Your assignment:
The listing below holds a line with "like [(108, 214)]." and a line with "Query: sunlit grass". Reproduce those two lines exactly, plus everything between them.

Data in this exercise:
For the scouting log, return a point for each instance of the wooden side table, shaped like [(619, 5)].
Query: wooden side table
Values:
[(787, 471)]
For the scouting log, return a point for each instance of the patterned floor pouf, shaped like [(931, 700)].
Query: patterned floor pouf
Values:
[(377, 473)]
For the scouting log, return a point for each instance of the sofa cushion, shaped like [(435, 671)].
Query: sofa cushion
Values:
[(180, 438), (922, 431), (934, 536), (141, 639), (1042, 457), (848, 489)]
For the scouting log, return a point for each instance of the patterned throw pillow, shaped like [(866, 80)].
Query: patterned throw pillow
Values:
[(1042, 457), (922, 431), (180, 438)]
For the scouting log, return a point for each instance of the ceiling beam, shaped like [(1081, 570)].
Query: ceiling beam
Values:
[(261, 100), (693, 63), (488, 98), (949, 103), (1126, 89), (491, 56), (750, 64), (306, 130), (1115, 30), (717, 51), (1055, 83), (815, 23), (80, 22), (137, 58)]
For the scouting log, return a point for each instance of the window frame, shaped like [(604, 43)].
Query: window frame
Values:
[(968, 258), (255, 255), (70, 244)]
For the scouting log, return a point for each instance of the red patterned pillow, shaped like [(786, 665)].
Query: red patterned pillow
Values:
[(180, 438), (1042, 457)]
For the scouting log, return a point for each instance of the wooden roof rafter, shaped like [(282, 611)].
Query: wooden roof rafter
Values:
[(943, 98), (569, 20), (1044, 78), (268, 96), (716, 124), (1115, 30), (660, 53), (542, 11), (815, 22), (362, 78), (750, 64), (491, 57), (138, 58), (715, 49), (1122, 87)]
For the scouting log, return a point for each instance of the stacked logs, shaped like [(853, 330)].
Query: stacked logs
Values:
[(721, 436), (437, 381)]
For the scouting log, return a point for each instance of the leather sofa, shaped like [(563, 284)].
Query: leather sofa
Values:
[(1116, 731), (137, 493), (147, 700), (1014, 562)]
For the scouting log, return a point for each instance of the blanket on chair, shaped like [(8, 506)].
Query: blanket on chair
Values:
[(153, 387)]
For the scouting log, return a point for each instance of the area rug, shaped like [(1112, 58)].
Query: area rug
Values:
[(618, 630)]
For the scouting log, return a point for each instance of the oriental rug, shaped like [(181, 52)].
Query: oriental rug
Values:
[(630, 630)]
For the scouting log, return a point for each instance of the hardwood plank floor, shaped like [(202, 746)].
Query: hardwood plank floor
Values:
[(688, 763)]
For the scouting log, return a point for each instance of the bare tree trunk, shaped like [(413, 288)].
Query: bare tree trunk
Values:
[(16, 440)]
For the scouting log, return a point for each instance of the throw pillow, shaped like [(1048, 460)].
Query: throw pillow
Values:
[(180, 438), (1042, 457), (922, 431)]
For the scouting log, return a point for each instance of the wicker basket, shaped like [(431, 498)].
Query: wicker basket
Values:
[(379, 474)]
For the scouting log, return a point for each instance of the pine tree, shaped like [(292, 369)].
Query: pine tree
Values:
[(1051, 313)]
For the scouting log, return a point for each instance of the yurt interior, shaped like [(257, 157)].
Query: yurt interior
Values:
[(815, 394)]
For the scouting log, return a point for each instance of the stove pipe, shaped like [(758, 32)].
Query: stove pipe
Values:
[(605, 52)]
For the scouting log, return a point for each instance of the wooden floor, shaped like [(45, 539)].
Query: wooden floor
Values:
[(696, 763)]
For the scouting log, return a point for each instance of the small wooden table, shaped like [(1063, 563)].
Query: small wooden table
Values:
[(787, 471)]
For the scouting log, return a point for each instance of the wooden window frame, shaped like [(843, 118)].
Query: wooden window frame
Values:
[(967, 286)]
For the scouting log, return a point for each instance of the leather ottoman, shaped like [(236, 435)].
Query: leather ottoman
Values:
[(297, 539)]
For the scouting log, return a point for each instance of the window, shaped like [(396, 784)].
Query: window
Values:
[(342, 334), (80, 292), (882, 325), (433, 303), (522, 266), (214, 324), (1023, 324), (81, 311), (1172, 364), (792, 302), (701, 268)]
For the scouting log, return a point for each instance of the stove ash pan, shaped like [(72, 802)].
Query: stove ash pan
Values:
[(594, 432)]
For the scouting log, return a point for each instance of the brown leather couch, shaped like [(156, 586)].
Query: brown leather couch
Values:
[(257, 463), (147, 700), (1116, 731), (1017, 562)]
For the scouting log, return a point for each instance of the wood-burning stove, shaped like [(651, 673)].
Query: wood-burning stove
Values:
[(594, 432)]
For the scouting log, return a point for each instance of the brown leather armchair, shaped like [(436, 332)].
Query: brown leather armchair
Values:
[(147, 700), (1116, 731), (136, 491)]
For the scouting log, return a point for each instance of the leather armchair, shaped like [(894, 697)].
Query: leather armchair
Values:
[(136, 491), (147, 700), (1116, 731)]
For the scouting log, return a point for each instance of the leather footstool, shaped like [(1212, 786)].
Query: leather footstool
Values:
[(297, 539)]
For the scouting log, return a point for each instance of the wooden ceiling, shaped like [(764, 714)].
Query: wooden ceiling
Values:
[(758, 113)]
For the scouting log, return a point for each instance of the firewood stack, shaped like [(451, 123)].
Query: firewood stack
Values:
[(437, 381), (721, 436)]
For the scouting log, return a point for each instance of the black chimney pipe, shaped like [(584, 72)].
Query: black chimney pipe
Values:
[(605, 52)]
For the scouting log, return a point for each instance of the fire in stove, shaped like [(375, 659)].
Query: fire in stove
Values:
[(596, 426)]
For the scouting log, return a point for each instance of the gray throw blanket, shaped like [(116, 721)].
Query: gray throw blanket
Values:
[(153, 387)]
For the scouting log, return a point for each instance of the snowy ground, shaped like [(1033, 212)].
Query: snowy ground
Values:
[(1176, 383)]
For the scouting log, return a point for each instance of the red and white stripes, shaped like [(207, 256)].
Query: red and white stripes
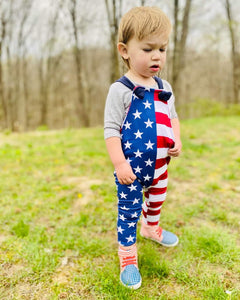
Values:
[(155, 195)]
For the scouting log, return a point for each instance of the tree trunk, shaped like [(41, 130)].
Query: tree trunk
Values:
[(234, 52), (180, 39), (114, 15)]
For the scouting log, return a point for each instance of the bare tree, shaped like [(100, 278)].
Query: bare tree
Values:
[(2, 40), (235, 53), (82, 94), (48, 63), (181, 28), (114, 11)]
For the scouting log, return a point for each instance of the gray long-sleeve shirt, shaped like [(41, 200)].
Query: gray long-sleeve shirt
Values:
[(117, 104)]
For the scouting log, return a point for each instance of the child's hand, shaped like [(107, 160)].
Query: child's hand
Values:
[(176, 150), (125, 174)]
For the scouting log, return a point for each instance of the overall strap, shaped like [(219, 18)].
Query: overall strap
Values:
[(140, 90), (159, 82), (124, 80)]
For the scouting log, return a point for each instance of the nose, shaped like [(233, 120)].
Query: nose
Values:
[(156, 55)]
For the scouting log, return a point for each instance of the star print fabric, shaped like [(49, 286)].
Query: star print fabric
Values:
[(146, 137)]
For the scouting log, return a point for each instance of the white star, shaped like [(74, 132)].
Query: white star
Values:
[(123, 195), (147, 104), (138, 154), (147, 178), (127, 145), (127, 125), (138, 134), (149, 162), (121, 217), (132, 224), (134, 215), (135, 96), (132, 187), (124, 208), (120, 229), (128, 160), (148, 123), (149, 145), (137, 115), (136, 201), (130, 238), (137, 169)]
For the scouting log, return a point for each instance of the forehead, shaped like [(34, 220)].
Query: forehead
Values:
[(155, 39)]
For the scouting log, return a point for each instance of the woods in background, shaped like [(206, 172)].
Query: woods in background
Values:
[(58, 58)]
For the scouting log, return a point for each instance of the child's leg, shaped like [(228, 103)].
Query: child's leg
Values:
[(129, 210), (154, 199)]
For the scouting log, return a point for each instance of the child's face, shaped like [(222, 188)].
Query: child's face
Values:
[(148, 56)]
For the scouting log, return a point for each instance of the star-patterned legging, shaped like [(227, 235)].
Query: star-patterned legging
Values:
[(130, 198)]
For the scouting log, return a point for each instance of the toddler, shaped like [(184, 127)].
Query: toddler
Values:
[(142, 131)]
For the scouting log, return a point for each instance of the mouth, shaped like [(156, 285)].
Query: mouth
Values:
[(155, 68)]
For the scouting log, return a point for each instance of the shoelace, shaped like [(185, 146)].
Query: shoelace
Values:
[(129, 260)]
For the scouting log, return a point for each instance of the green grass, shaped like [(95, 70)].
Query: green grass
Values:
[(58, 211)]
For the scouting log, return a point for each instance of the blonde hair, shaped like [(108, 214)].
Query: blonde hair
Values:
[(140, 22)]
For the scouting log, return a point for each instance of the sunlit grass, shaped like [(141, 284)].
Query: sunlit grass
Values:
[(59, 208)]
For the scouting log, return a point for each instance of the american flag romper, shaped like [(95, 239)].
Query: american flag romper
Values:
[(146, 136)]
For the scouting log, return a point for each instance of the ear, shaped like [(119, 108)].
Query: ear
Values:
[(122, 49)]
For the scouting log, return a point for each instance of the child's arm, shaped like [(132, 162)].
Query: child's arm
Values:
[(176, 150), (123, 169)]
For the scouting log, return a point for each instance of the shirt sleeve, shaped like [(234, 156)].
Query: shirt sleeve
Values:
[(117, 102)]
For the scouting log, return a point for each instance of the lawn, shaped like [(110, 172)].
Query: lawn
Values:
[(58, 217)]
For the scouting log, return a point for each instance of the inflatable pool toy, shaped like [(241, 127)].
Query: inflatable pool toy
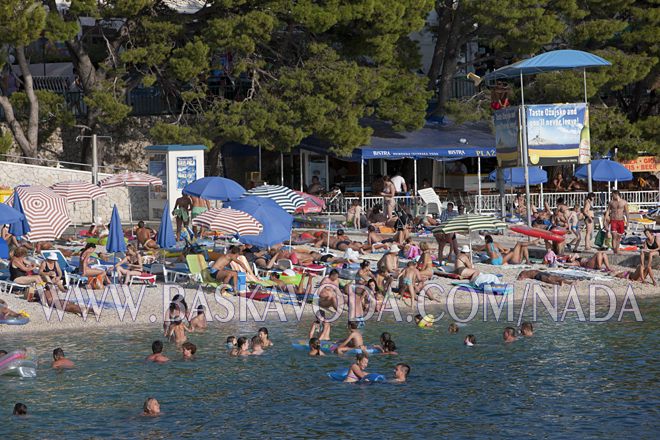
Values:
[(19, 320), (537, 233), (21, 363), (329, 347), (341, 374), (426, 322)]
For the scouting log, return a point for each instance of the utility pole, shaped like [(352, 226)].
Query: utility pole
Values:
[(95, 166)]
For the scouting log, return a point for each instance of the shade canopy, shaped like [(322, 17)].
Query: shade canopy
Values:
[(78, 191), (516, 176), (605, 170), (229, 221), (549, 62), (283, 196), (45, 211), (214, 188), (277, 222), (20, 225), (165, 238)]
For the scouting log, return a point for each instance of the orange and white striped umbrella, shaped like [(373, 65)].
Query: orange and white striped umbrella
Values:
[(229, 221), (78, 191), (130, 179), (45, 211)]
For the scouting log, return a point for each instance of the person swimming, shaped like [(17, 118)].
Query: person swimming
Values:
[(357, 371), (151, 407), (315, 347), (257, 346), (509, 334), (401, 372), (157, 353), (188, 349), (59, 361)]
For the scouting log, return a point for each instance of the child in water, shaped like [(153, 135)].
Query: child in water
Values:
[(401, 372), (357, 371), (257, 346), (315, 347), (177, 332), (241, 348), (199, 321), (265, 339), (188, 349)]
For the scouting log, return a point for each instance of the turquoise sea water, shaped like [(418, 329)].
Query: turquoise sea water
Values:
[(570, 380)]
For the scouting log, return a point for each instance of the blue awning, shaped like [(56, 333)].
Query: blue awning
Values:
[(549, 62), (431, 142)]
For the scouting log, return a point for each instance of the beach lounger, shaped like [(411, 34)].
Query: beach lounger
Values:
[(70, 277)]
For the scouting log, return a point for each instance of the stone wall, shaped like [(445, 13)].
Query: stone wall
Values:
[(13, 174)]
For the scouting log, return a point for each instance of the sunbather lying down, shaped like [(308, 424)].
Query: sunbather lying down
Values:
[(544, 277)]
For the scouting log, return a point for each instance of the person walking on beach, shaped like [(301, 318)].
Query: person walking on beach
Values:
[(588, 213), (181, 213), (617, 212)]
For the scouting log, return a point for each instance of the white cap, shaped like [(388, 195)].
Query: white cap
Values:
[(351, 255)]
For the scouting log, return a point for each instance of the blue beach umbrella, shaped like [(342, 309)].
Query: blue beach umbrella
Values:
[(115, 241), (276, 221), (165, 237), (516, 176), (604, 170), (21, 226), (214, 188)]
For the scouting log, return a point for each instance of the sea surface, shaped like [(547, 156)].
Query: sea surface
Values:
[(570, 380)]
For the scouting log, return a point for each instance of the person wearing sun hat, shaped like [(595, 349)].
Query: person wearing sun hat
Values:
[(50, 271), (463, 266)]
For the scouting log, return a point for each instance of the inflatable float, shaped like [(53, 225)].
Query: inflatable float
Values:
[(329, 347), (341, 374), (537, 233), (20, 363)]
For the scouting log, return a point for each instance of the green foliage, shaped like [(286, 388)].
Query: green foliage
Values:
[(21, 21), (163, 133)]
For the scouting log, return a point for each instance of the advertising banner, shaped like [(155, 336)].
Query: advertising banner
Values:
[(508, 143), (558, 134)]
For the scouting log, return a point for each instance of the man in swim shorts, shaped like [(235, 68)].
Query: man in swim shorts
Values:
[(617, 212)]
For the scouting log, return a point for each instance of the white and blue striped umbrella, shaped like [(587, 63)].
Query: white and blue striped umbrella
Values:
[(283, 196)]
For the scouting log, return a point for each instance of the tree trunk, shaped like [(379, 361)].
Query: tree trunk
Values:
[(443, 30), (27, 140)]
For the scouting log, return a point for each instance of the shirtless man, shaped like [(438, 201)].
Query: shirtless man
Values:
[(59, 361), (388, 193), (617, 212), (354, 340), (329, 291), (375, 241), (390, 261), (181, 212), (144, 235), (199, 207), (588, 213), (222, 271), (157, 355)]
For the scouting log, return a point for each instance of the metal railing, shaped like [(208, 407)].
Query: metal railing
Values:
[(491, 203)]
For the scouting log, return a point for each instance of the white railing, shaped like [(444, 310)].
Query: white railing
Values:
[(490, 203)]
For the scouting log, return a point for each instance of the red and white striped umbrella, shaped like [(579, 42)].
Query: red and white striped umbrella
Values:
[(230, 221), (129, 179), (78, 191), (45, 211)]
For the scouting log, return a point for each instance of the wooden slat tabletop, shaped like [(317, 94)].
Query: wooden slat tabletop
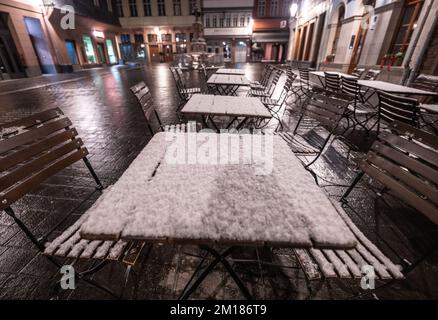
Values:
[(190, 188)]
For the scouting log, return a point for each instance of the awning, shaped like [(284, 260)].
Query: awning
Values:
[(270, 37)]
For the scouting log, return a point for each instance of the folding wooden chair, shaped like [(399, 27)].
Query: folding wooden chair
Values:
[(393, 107), (324, 109), (32, 150), (332, 82), (146, 102)]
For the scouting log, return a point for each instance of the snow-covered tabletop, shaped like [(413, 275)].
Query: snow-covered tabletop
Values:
[(394, 88), (231, 71), (169, 194), (228, 79), (226, 106), (430, 108)]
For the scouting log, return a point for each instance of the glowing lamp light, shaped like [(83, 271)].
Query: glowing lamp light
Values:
[(98, 34), (293, 9)]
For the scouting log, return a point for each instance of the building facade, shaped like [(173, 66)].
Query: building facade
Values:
[(228, 28), (39, 36), (397, 36), (155, 30), (271, 30)]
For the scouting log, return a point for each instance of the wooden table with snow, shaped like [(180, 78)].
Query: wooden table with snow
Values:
[(206, 188), (231, 71), (227, 84)]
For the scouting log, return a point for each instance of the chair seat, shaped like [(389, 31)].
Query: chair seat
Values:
[(191, 90), (329, 263), (258, 93), (269, 101), (70, 245)]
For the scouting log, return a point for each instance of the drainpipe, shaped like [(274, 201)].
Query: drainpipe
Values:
[(423, 49), (407, 71)]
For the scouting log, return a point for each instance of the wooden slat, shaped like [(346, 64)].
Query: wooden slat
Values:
[(406, 161), (416, 134), (36, 164), (34, 119), (423, 153), (34, 134), (21, 189), (427, 208), (21, 155), (408, 178)]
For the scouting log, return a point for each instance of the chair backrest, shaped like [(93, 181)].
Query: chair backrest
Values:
[(146, 102), (350, 86), (406, 162), (372, 74), (392, 107), (327, 108), (332, 82), (304, 75), (358, 72), (428, 83), (33, 149)]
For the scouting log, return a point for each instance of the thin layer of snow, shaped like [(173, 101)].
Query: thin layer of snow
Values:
[(231, 71), (228, 79), (155, 199), (226, 105), (393, 88)]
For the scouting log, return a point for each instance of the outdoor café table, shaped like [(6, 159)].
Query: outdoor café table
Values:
[(206, 189), (209, 106), (321, 75), (227, 84), (231, 71)]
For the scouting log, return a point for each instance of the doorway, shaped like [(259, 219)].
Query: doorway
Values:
[(71, 51), (101, 52), (10, 66), (39, 43)]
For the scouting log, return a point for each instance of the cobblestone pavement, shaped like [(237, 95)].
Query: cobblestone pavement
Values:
[(112, 126)]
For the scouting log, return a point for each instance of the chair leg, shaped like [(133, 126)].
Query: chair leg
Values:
[(93, 173), (351, 187)]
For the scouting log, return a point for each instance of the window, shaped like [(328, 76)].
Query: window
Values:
[(161, 8), (261, 8), (235, 19), (166, 37), (180, 37), (341, 13), (152, 37), (89, 50), (285, 12), (406, 27), (125, 38), (192, 6), (274, 8), (138, 38), (133, 8), (147, 8), (176, 7), (119, 8)]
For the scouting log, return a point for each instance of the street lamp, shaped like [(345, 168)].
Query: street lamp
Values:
[(293, 9)]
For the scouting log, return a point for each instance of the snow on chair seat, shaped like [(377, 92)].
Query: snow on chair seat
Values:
[(326, 263)]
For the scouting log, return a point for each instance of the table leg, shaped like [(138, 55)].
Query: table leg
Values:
[(218, 258)]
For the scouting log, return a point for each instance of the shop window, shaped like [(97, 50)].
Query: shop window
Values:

Solution to the problem:
For the scouting log, return a point for each instance of the blonde hair, shaped like [(108, 214)].
Query: blonde hair
Values:
[(140, 22)]
For the scouting log, return a point for each instance of the sunlit grass, shaped like [(141, 284)].
Query: sunlit grass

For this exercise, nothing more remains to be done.